CHALLENGE. Return the listing below verbatim. Pictures do not belong in the copy.

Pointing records
· · · ·
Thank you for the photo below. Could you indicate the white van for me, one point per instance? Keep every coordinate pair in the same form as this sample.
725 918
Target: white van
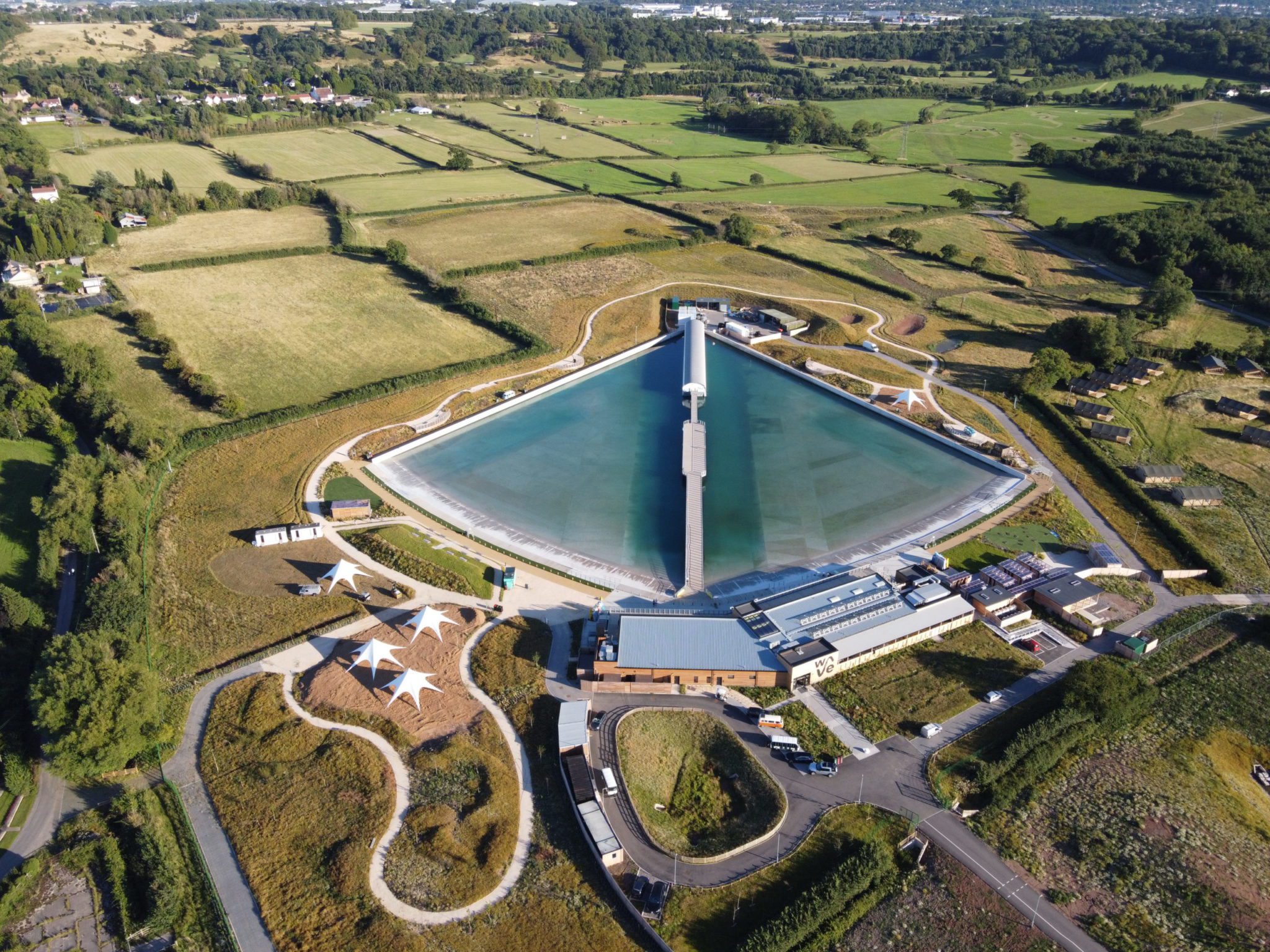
610 787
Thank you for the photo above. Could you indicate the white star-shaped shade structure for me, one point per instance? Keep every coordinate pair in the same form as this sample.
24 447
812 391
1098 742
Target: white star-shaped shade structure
411 682
430 619
345 571
373 653
908 398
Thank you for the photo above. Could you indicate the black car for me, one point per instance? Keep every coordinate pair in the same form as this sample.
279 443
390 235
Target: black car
655 899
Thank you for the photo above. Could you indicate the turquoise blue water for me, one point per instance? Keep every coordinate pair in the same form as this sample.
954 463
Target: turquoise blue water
794 471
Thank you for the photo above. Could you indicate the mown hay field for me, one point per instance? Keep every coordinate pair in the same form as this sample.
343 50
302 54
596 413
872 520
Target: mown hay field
306 155
420 148
193 167
429 190
506 232
775 169
68 42
293 330
454 133
146 390
905 188
216 234
601 178
25 469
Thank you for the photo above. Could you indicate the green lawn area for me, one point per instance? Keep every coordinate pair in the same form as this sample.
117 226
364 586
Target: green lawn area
973 555
925 683
306 155
911 190
1024 537
193 167
25 469
479 575
603 179
717 796
350 488
717 920
375 195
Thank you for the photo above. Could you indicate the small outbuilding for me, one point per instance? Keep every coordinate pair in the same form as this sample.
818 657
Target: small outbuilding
271 536
1193 496
1256 434
1114 434
1157 475
1093 412
1248 367
1236 408
1212 363
351 509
· · · ·
ANSWER TO THE TASK.
Thank you for the photo below. Could you indicate the white van for me, one point per instance? Keep every coordinate pair in the same form as this sample.
725 918
Target: white van
610 787
Thank you for the photo above. Could you indicate the white star-shaped shade structure for me, one point per instance? Keep every coordinate pair in the same form as this sample.
24 447
812 391
1098 742
Target: white star-shaped shade structure
411 682
430 619
345 571
373 653
908 398
Thank you for the photo above. Could you indicate the black car for me, one point per instance? Keep every coordinate pair in the same form as this sample.
279 443
390 235
Target: black car
655 899
Thank you for the photo above. Could you indicate the turquoise blue water for me, one point per instance? Keep every coordinate pair in the same form as this sample.
954 463
Target: turquoise blue water
794 471
Thank you for the photo above. Could you indicate the mown hay field for me, one point per instance? Keep every coordinate pair in the same form as this sample.
343 50
302 54
596 413
872 520
Target: mown hay field
306 155
420 148
193 167
429 190
506 232
775 169
68 42
293 330
454 133
146 390
905 188
216 234
601 178
25 469
Thank you for the photo above. Could you indicate the green lawn area for me, one point per instance? Keep every coordinate pair in the same form as this sample.
117 226
364 586
Target: green lawn area
973 555
925 683
306 155
911 190
1024 537
193 167
25 469
479 575
603 179
717 796
350 488
717 920
375 195
Thank you for the photo above. Could you indicate the small outbuilding for me, one point per instance? Keep every coordinate pair in the same form as this sample.
818 657
Target: small outbuilding
271 536
1193 496
1256 434
1114 434
1157 475
1093 412
1248 367
1236 408
1212 363
351 509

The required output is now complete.